STATED EXERCISE 1: Rewrite the records starting with the line containing "point: decorative stove" and going on through the end of the records, replacing "wooden" with "oak" and keeping everything else the same.

DOCUMENT SECTION:
■ ■ ■ ■ ■ ■ ■

In the title story, Bolaño’s character speaks as a ghost. The story begins with the protagonist witnessing his own death on the dance floor of a Parisian club, after which he follows his body to the morgue where he begins to get used to his ghostly state. Bolaño treats this death with a kind of lightheartedness; his character declares, “I had died, which always comes as a surprise, except, I guess, in some cases of suicide.” He even allows for the ghost to speak of the entire incident as a kind of inconvenience: “I was getting more and more bored.”
Yet the boredom does not last, as the ghost watches a famous fashion designer molest his dead body. But what would normally be a disturbing turn of events is complicated by Bolaño’s unusual choice to narrate the story from beyond death. That is, Bolaño allows for his protagonist to retain control, and even authority, during the completely submissive act of necrophilia, by locating the narrative voice in death—the ghost is even able to calmly reprimand the fashion designer that he “should be ashamed.”
Indeed, all of the short stories in Bolaño’s “The Return” take a kind of disorienting form. While some are framed by the world of a dream or the world beyond death, others are more stylistically unusual: a ten page story is one sentence long, another is written entirely in dialogue. In the very beginning of “Meeting With Enrique Lihn,” the protagonist states that he is dreaming the entire sequence of events. Again, as he does in “The Return” with death, framing the story in a dream might initially suggest a relinquishing of control and responsibility on the part of the characters, yet Bolaño continually endows his characters with the understanding of the framework of the dream.
The protagonist in “Meeting With Enrique Lihn,” is acutely aware that things in his dream do not make sense, a fact that he makes quite clear in his narration: “Of course I knew that Lihn was dead, but when they offered to take me to meet him I accepted without hesitation,” he says. Even Lihn seems to be aware of the unreality of the situation, as the narrator observes: “And at that moment I knew Lihn knew he was dead.” Bolaño is continuously creating these kinds of strange details, these unusual events, and then allowing for his protagonists to become aware and comment on their peculiarity. Later the narrator observes, while studying his surroundings within the dream, “After a while I reached the conclusion that something was wrong. If the floor of Lihn’s apartment was glass and so was the roof of the bar, what about all the stories from the second to the sixth?”
Because many of the stories in this collection are set in the realm of the fantastic, Bolaño is able to create a distance from the disturbing events he depicts. However, in the few stories in which his characters are not aware that they operating in a created world, the violence takes on a strikingly tangible nature. “Murdering Whores” consists of the monologue of a woman who tortures and eventually kills a Spanish soccer player. The entire story is in quotations, emphasizing the voice of the killer—the murdered man has no voice. Because this act of torture is not contextualized within a dream or an afterlife, it becomes all the more extreme. While in other stories, any disorder can be dismissed as part of an imaginary framework, here the reader is simply a witness to unexplainable, unreasonable violence. The lack of a clear motivation for the act—“It’s not something personal,” the torturer explains—only highlights its brutality.
When the protagonist of “Photos” observes, “at some point you stop knowing what you used to know,” Bolaño seems to be drawing attention to fiction’s ability to shift reality. But at the same time, he is also pointing out that even outside of fiction, violence can still shake our perception of the world, and it does so without the fictive—and protective—framework of dreams.

■ ■ ■ ■ ■ ■ ■

RECORDS FOR PROCESSING:
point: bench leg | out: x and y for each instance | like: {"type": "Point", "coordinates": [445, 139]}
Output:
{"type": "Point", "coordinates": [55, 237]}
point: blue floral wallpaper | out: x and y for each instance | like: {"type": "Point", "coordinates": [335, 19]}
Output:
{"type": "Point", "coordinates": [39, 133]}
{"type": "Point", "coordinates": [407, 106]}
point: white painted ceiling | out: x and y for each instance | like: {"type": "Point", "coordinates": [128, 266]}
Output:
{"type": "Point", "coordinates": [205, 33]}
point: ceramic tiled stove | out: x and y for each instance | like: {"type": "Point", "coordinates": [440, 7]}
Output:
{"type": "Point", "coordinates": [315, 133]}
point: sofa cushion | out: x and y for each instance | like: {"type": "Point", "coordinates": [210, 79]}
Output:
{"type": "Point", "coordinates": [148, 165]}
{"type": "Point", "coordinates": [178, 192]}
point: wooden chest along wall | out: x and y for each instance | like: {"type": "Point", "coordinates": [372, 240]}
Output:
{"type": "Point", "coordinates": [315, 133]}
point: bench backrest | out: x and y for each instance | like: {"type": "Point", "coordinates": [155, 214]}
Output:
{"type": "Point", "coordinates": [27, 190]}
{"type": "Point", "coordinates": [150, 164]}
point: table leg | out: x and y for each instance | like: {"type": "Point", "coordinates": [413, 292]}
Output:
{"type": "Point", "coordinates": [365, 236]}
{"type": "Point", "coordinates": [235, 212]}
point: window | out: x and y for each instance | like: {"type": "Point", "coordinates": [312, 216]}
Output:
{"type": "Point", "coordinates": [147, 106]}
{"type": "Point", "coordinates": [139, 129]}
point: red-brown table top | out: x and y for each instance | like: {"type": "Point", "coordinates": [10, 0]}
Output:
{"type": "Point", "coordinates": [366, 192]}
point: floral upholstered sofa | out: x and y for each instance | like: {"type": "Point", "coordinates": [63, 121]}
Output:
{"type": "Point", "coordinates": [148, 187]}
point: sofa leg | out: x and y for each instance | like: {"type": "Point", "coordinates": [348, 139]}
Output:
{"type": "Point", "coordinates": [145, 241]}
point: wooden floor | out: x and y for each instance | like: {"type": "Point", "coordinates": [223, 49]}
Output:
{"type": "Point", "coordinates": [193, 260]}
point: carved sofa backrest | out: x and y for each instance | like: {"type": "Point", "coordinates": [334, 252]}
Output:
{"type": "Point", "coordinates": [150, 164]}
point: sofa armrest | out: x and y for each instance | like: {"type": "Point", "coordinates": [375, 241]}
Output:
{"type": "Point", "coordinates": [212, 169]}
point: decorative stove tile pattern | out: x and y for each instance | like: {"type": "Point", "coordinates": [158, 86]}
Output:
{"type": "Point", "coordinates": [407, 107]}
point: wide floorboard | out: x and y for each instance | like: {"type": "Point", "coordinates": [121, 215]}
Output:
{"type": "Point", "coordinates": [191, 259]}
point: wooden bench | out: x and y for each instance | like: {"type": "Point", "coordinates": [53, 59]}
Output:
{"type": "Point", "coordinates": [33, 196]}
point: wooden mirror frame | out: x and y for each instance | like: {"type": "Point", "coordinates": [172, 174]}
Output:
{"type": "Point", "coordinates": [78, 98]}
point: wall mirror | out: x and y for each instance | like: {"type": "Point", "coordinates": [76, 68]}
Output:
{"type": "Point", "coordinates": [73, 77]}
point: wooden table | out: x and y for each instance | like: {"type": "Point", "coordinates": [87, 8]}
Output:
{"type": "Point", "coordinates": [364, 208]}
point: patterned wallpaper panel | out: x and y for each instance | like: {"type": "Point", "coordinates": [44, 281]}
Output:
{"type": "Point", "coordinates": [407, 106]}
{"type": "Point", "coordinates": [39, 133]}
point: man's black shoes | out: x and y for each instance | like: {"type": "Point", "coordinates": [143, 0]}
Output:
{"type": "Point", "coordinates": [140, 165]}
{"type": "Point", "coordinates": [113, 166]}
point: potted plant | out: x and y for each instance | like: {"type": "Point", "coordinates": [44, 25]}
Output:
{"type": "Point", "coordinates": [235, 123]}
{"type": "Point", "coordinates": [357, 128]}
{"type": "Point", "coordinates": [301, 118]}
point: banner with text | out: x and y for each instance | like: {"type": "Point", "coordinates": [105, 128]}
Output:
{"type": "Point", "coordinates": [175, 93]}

■ ■ ■ ■ ■ ■ ■

STATED EXERCISE 2: According to the review of Bolaño's "The Return," who molests the protagonist's dead body in the title story?

WRITTEN SOLUTION 1:
point: decorative stove tile pattern | out: x and y for each instance | like: {"type": "Point", "coordinates": [158, 86]}
Output:
{"type": "Point", "coordinates": [407, 107]}
point: wide floorboard | out: x and y for each instance | like: {"type": "Point", "coordinates": [121, 215]}
Output:
{"type": "Point", "coordinates": [191, 259]}
point: oak bench | out: x and y for each instance | like: {"type": "Point", "coordinates": [53, 59]}
Output:
{"type": "Point", "coordinates": [33, 196]}
point: oak mirror frame | out: x and y for each instance | like: {"type": "Point", "coordinates": [172, 174]}
Output:
{"type": "Point", "coordinates": [78, 98]}
point: wall mirror | out: x and y for each instance | like: {"type": "Point", "coordinates": [76, 68]}
Output:
{"type": "Point", "coordinates": [73, 77]}
point: oak table | out: x and y for each instance | like: {"type": "Point", "coordinates": [87, 8]}
Output:
{"type": "Point", "coordinates": [364, 208]}
point: patterned wallpaper panel | out: x and y for each instance | like: {"type": "Point", "coordinates": [44, 281]}
Output:
{"type": "Point", "coordinates": [407, 106]}
{"type": "Point", "coordinates": [39, 133]}
point: man's black shoes | out: x and y for each instance | like: {"type": "Point", "coordinates": [143, 0]}
Output:
{"type": "Point", "coordinates": [140, 165]}
{"type": "Point", "coordinates": [113, 166]}
point: potted plant | out: x and y for each instance | like: {"type": "Point", "coordinates": [44, 25]}
Output:
{"type": "Point", "coordinates": [235, 123]}
{"type": "Point", "coordinates": [357, 128]}
{"type": "Point", "coordinates": [301, 118]}
point: banner with text | out: x and y for each instance | like: {"type": "Point", "coordinates": [105, 128]}
Output:
{"type": "Point", "coordinates": [175, 93]}

WRITTEN SOLUTION 2: A famous fashion designer.